Source extract =>
--- START ---
The University of Connecticut’s honors program has grown significantly in the past several years, resulting in overcrowding in some courses.
The increase in honors enrollment began in Fall 2008 as part of an initiative by former UConn President Michael Hogan, said Jaclyn Chancey, who is the honors program assistant director for curriculum, assessment and planning. Overall, the program has increased by 738 students since Fall 2007, Chancey said.
“That initiative saw our first-year enrollments rise from approximately 300 honors students each year to approximately 425 each year,” Chancey said. “That target then increased to approximately 500 in Fall 2014 due to CT NextGeneration and the addition of 75 STEM Scholars.”
Chancey said this growth has not translated into larger class sizes, as the average capacity of an honors course during the 2014-15 year was 19.4 students, excluding independent studies, thesis writing or additional one-on-one courses.
Despite this small average, some departments experience difficulty when class registration begins. UConn chemistry professor William Bailey teaches an honors section of organic chemistry. Enrollment in his course has more than tripled since Fall 2007, rising from 28 students to 90 this spring.
His class is “capped” at 90, and Bailey said this makes it difficult for students to arrange their schedules and creates a different learning environment.
--- END ---
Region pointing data
--- START ---
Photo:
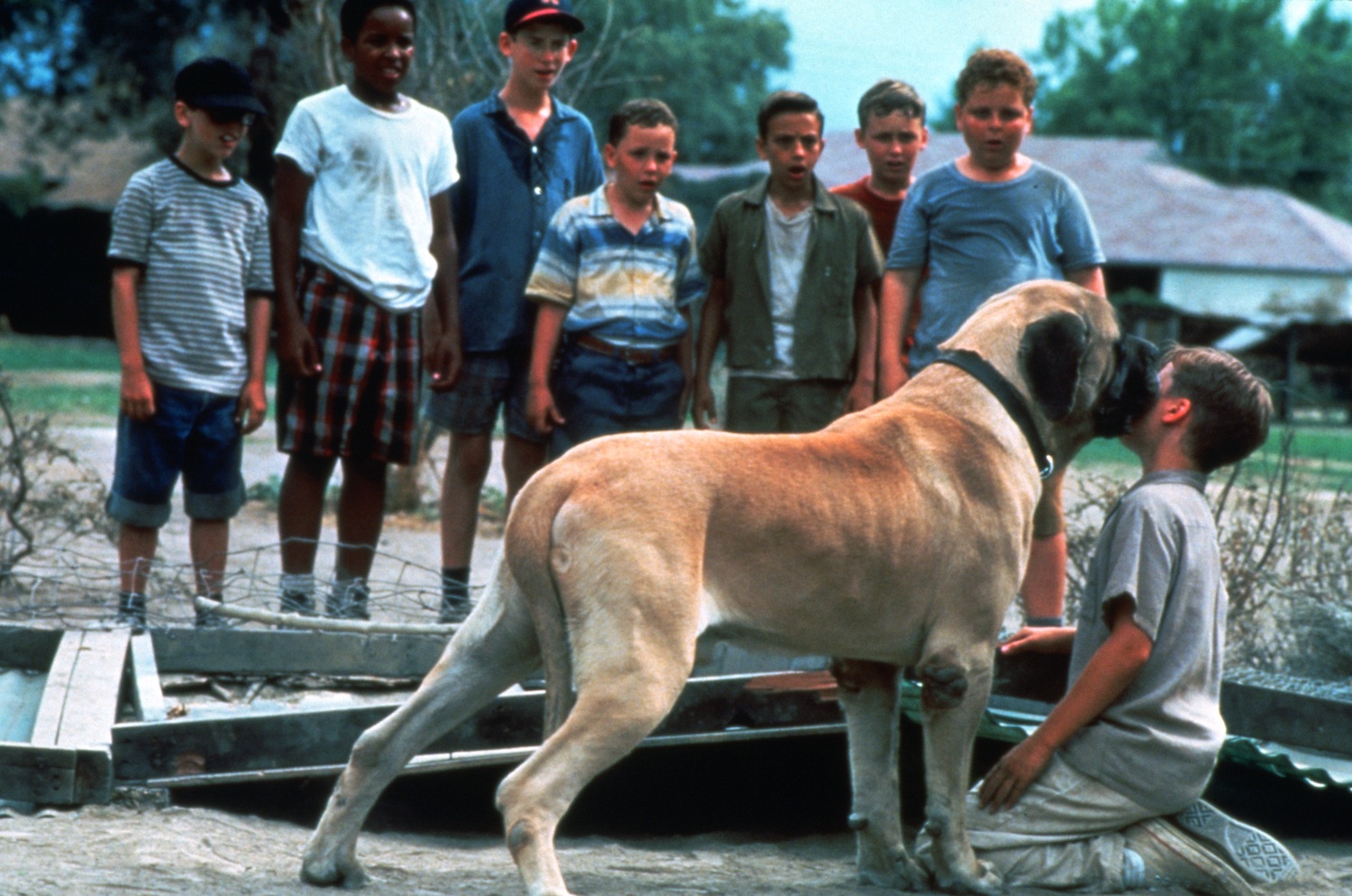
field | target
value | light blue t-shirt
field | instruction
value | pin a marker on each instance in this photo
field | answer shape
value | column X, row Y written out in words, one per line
--- END ---
From the article on UConn's honors program above, copy out the passage that begins with the words "The increase in" and ends with "2007, Chancey said.".

The increase in honors enrollment began in Fall 2008 as part of an initiative by former UConn President Michael Hogan, said Jaclyn Chancey, who is the honors program assistant director for curriculum, assessment and planning. Overall, the program has increased by 738 students since Fall 2007, Chancey said.